VOTRE TRAVAIL:
[A] D'après le texte sur la ville après la COVID-19, qu'est-ce qui explique la hausse des émissions de GES ces dernières années ?
[B] Dans le texte sur la ville après la COVID-19, pourquoi faudra-t-il agir sur les locaux commerciaux vacants ?
[C] Reprenez le texte sur la ville après la COVID-19 et poursuivez-le juste après sa dernière phrase.

DOCUMENT SOURCE:
Quelles sont vos réflexions (même préliminaires) sur l’après-COVID-19? Quels seront les impacts sur la ville ?

Il y a certainement une opportunité pour que les choses changent; soit on emprunte la voie du développement durable et de la ville résiliente et on résout nos problèmes, soit on recule et ça empire. Avec les actions du gouvernement provincial, je ne suis pas rassurée. C’est difficile d’anticiper les changements, par exemple sur le marché immobilier. Ça risque de prendre du temps avant que les choses reviennent à la normale. Les édifices à bureaux se vident. Le défi, ce sera de faire en sorte que les commerces de proximité passent à travers la crise et que les gens continuent à acheter localement. La raison pour laquelle on a remarqué une croissance des émissions de GES dans les dernières années, c’est à cause du transport de marchandises parce que les gens achètent en ligne et que les boutiques ne gardent plus d’inventaire, mais ça n’a pas été discuté dans l’espace public. Le commerce en ligne n’est pas nécessairement bon pour l’environnement. Comment on va s’assurer que les chaînes logistiques respectent le principe des circuits courts ? Il va falloir que les gouvernements municipaux diminuent la pression de la taxe foncière sur les locaux commerciaux. Il va aussi falloir agir sur les locaux commerciaux vacants pour que les artères commerciales de proximité soient vivantes, c’est fondamental !

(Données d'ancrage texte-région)

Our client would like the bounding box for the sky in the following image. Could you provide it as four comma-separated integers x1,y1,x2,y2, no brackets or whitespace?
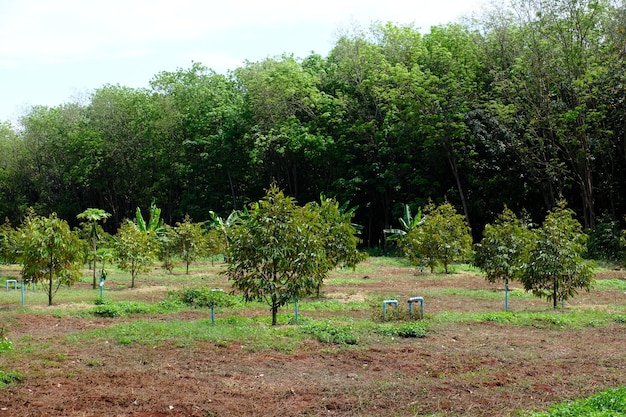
0,0,479,123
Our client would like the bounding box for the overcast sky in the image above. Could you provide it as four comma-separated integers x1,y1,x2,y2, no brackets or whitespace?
0,0,479,121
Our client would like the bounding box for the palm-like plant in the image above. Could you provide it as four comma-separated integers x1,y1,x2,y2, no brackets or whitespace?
384,204,423,240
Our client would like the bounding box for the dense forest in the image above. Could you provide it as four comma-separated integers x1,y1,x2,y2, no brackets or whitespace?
0,0,626,247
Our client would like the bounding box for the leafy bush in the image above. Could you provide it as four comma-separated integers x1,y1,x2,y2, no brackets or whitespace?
0,371,23,388
376,321,426,338
300,321,358,345
93,300,182,317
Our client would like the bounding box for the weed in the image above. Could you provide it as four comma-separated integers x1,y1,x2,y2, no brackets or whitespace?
0,370,23,388
522,387,626,417
300,320,358,345
376,321,426,338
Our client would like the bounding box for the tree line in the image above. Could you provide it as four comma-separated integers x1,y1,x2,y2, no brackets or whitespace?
0,0,626,247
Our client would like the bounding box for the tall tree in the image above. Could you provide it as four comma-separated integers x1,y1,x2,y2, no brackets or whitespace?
226,185,364,325
113,220,158,288
403,202,472,274
473,207,533,311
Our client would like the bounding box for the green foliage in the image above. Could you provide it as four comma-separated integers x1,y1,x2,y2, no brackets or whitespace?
473,208,533,282
473,208,533,310
586,215,623,262
76,208,111,289
520,200,594,308
226,185,358,324
300,320,358,345
173,215,207,274
177,287,237,308
403,202,472,273
376,321,427,338
0,370,24,388
384,204,422,240
92,300,183,317
14,211,82,305
522,387,626,417
0,222,17,264
113,220,158,288
0,327,13,353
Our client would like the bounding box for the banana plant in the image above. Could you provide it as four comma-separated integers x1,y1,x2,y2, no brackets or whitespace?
383,204,423,240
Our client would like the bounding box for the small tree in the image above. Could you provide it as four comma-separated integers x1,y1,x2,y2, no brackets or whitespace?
14,212,81,305
157,224,178,274
520,200,594,308
383,204,422,240
0,220,16,263
305,196,367,296
473,208,533,311
76,208,111,289
402,202,472,274
113,220,158,288
225,185,364,325
173,215,206,274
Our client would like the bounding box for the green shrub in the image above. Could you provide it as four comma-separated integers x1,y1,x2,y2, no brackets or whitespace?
300,321,358,345
0,371,23,388
524,387,626,417
0,338,13,353
93,300,183,317
178,287,236,308
376,321,426,338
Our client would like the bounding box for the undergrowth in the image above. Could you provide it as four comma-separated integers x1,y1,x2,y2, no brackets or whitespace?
522,387,626,417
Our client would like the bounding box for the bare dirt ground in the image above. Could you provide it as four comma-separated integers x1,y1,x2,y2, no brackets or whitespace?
0,267,626,417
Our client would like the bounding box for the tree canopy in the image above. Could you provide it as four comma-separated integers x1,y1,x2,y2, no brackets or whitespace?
0,0,626,247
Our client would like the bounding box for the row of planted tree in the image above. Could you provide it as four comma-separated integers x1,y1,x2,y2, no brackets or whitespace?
0,185,594,324
0,0,626,247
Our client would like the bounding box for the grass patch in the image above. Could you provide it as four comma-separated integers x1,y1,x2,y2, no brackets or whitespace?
92,299,184,317
376,321,427,338
0,370,23,388
300,320,359,345
432,310,626,329
68,317,303,352
593,278,626,291
522,387,626,417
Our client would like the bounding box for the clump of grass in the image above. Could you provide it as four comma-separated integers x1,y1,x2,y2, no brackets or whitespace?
92,299,183,317
376,321,426,338
300,320,358,345
523,387,626,417
172,287,238,308
0,370,23,388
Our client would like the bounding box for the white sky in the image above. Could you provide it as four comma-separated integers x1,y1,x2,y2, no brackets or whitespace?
0,0,478,122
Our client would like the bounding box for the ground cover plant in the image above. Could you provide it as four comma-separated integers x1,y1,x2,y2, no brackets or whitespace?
0,257,626,417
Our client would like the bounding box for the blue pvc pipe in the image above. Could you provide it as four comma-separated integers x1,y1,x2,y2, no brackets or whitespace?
383,300,398,320
504,278,509,311
408,297,424,320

VOS RÉPONSES:
[A] Le transport de marchandises, parce que les gens achètent en ligne et que les boutiques ne gardent plus d'inventaire.

[B] Il faudra agir sur les locaux commerciaux vacants pour que les artères commerciales de proximité restent vivantes. Le texte juge ce point fondamental.

[C]
Concernant les habitudes de transport, si les gens font davantage de travail hybride, c’est-à-dire partager leur temps entre la maison et le bureau, la pression sur le réseau routier va diminuer et les gens seront encore plus incités à prendre leur voiture, le transport collectif devenant du même coup moins attrayant. Je ne suis pas très optimiste face à l’achalandage des transports collectifs si l’auto-solo conserve son attrait; d’un autre côté, les gens seront aussi peut-être plus tentés par les transports actifs, marche ou vélo.

Enfin, je me demande pourquoi on ne saisit pas l’opportunité pour par exemple procéder à la décontamination de certains terrains en ville (anciens dépotoirs ou dépôt à neige, anciennes gares de triage) plutôt que de construire des routes ? C’est le genre de projet qui demande des investissements publics et qui m’apparaît plus pertinent et plus viable à long terme. Selon moi, c’est le moment pour mettre en place ce genre de projet, mais ça prend une vision et une volonté politique fortes.